Rows from a box-labeling dataset:
****

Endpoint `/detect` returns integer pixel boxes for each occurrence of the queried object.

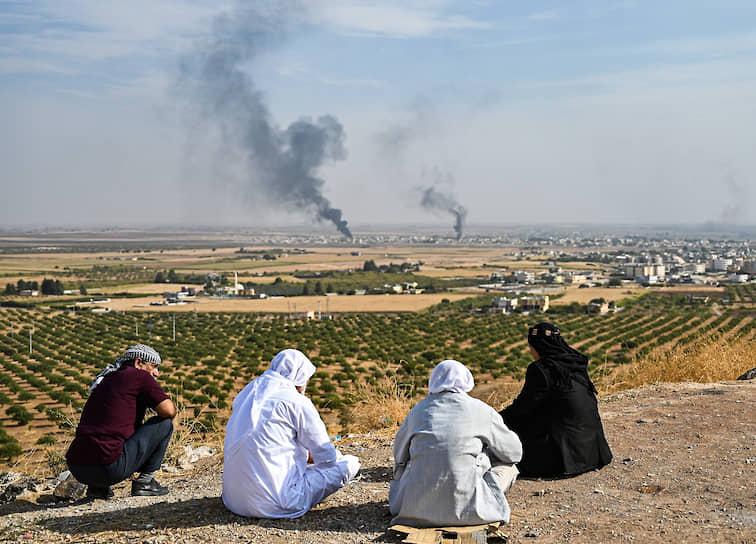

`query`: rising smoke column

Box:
[420,185,467,241]
[179,1,352,239]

****

_REQUIRED WORK_. Format the listing above as a Markdown table with a Row column for the line number and a Line column for the text. Skip blank lines and leave out the pictures.

_WRITTEN REPLY_.
| Row | Line |
|---|---|
| 1 | Endpoint `/detect` returns integer pixel boxes for each occurrence of the queried object. |
| 2 | `query`: rising smoke column |
| 3 | Box: |
| 4 | [420,185,467,241] |
| 5 | [179,1,352,239] |